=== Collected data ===
-- Opening Marker --

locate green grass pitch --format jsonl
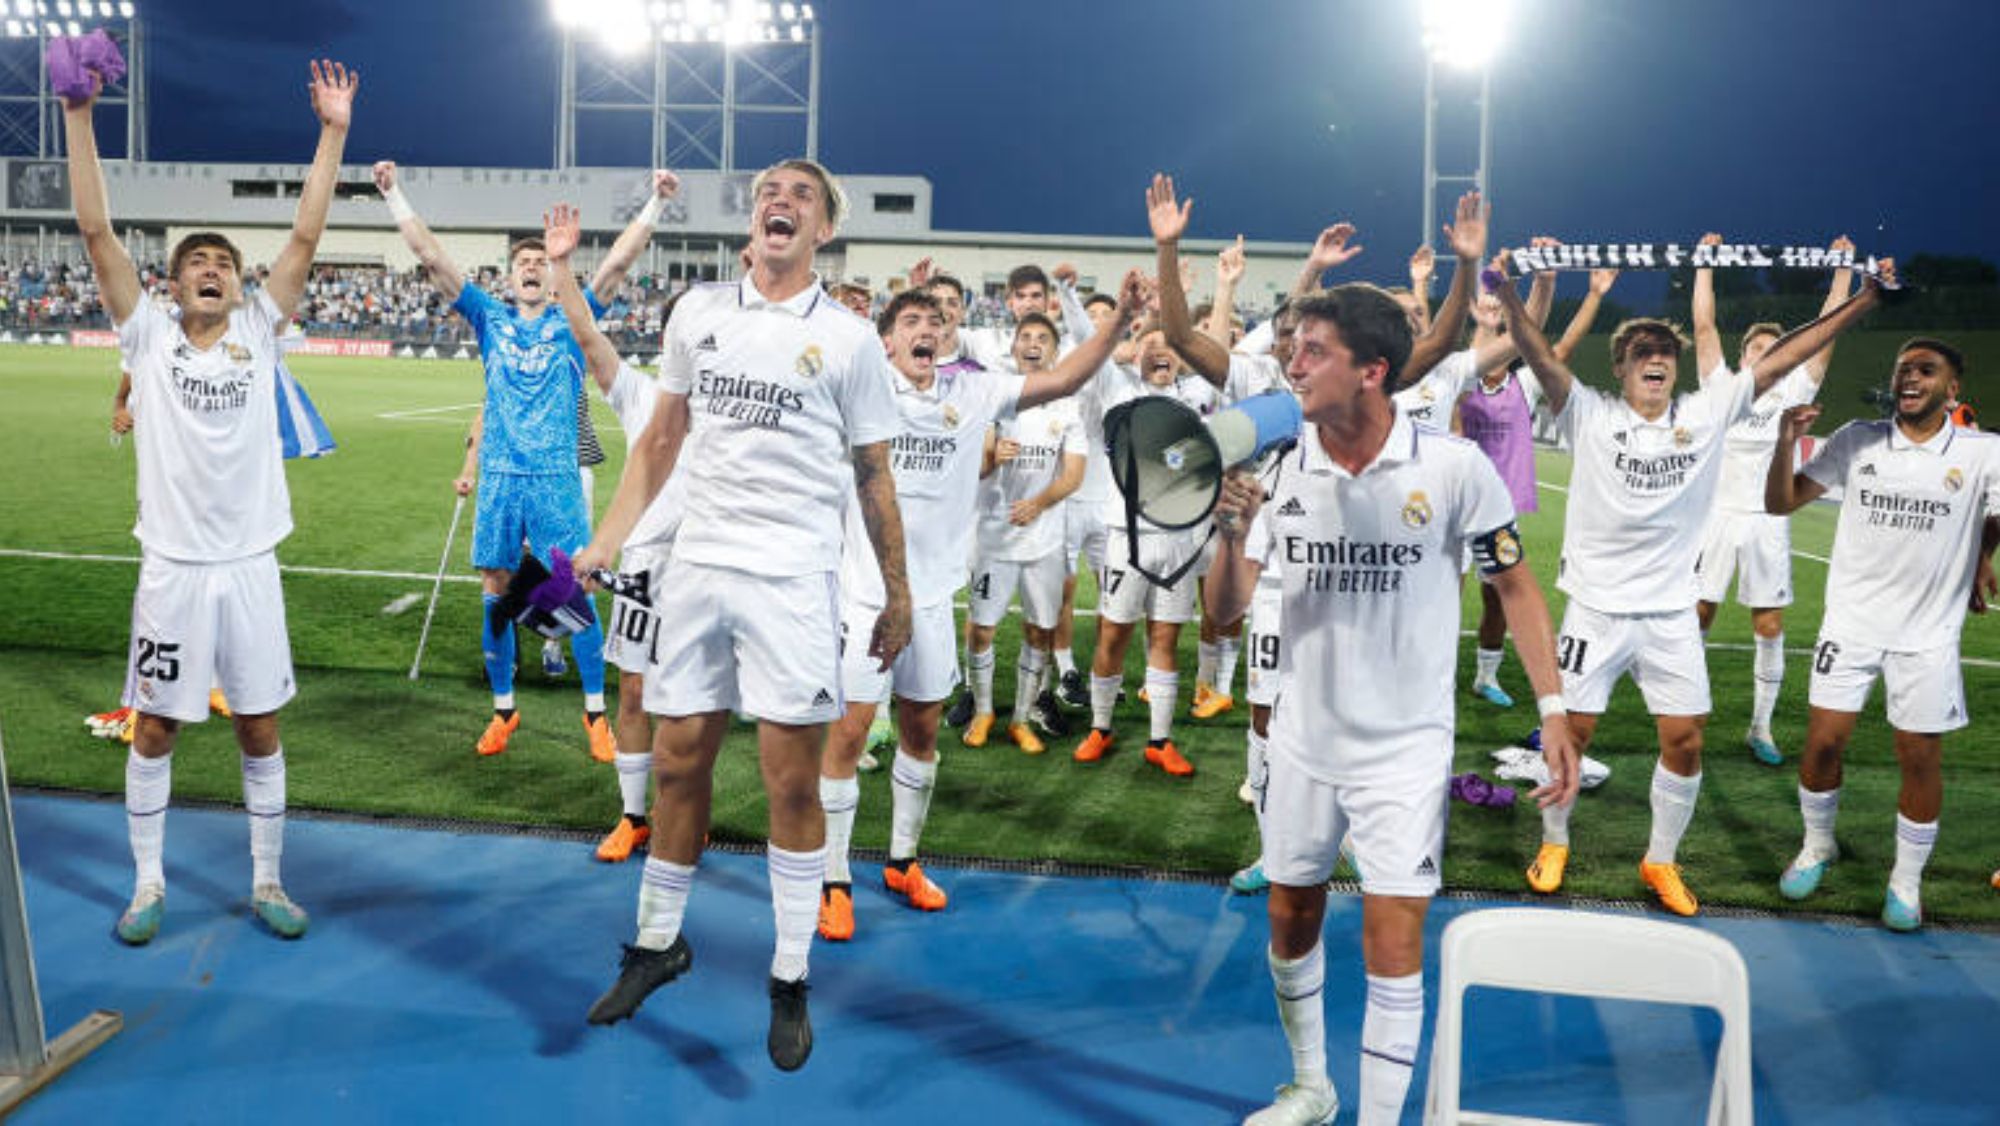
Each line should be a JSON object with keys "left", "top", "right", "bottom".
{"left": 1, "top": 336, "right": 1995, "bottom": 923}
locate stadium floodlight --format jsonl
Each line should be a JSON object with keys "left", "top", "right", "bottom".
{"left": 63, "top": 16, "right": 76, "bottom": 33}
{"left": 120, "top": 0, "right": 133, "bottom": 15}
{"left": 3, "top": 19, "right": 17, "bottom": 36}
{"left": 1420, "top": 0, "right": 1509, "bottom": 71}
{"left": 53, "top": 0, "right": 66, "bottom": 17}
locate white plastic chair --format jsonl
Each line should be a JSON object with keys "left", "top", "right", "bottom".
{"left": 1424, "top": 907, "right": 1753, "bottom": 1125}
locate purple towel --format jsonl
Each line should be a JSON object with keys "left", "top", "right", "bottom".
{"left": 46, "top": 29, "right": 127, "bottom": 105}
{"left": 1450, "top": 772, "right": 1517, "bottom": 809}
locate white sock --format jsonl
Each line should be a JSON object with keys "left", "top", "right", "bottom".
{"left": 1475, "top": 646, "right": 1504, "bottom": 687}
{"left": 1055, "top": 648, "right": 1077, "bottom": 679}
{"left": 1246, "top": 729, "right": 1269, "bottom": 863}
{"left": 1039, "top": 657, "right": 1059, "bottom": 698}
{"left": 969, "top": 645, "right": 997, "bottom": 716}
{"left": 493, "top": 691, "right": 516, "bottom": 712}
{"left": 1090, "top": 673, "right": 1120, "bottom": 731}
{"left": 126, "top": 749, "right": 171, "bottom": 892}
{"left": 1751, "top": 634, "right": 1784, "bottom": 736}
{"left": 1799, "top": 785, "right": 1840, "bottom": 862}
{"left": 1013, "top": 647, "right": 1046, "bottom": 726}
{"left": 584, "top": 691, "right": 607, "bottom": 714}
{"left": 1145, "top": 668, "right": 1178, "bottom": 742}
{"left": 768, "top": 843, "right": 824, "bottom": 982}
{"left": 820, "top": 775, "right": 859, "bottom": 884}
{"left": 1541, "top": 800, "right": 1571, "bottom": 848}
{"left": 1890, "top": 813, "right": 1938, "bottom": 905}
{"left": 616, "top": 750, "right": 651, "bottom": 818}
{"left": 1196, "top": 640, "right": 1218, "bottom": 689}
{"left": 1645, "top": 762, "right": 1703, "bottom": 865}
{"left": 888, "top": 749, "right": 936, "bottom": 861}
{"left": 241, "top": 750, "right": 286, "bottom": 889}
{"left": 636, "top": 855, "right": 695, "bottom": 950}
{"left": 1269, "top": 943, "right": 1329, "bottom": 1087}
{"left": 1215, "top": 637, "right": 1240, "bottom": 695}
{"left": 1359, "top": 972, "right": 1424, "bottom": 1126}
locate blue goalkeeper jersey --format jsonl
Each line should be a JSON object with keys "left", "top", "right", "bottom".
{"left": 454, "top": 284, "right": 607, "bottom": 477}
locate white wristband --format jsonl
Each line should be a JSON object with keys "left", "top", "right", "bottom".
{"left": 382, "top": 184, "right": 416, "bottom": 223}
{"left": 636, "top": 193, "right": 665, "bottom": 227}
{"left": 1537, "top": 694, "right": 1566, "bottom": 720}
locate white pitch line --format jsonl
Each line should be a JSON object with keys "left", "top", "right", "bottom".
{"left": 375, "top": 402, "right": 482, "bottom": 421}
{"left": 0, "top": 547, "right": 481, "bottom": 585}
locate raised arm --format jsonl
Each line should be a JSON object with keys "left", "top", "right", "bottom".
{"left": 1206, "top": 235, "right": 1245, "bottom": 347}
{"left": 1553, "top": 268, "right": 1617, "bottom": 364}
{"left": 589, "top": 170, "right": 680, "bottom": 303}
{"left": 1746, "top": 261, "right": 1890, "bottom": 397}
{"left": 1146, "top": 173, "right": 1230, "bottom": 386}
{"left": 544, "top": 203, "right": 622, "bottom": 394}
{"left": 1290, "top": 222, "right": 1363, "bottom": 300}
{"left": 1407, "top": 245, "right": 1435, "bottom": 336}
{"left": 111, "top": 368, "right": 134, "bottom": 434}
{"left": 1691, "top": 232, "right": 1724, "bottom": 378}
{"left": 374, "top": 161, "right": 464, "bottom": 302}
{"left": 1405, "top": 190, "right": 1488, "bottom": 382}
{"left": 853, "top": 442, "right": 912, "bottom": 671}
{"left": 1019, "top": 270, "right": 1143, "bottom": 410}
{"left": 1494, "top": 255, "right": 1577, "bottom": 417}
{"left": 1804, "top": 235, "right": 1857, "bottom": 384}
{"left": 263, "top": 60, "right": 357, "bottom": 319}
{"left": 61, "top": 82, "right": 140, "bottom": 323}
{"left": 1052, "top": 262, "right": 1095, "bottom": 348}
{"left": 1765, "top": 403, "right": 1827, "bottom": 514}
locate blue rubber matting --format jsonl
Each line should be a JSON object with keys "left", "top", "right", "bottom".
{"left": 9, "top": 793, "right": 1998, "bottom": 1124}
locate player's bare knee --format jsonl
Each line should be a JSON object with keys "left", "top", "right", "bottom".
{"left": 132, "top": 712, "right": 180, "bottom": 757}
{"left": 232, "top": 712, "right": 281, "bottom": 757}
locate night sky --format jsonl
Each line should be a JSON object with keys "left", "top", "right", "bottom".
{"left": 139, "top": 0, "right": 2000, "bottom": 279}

-- Closing Marker --

=== Try it ===
Scan the entries above and copy each line where "white" occurs.

=== Answer for the task ===
locate white plastic chair --format jsonl
locate white sock --format jsonl
locate white wristband --format jsonl
locate white pitch line --format jsonl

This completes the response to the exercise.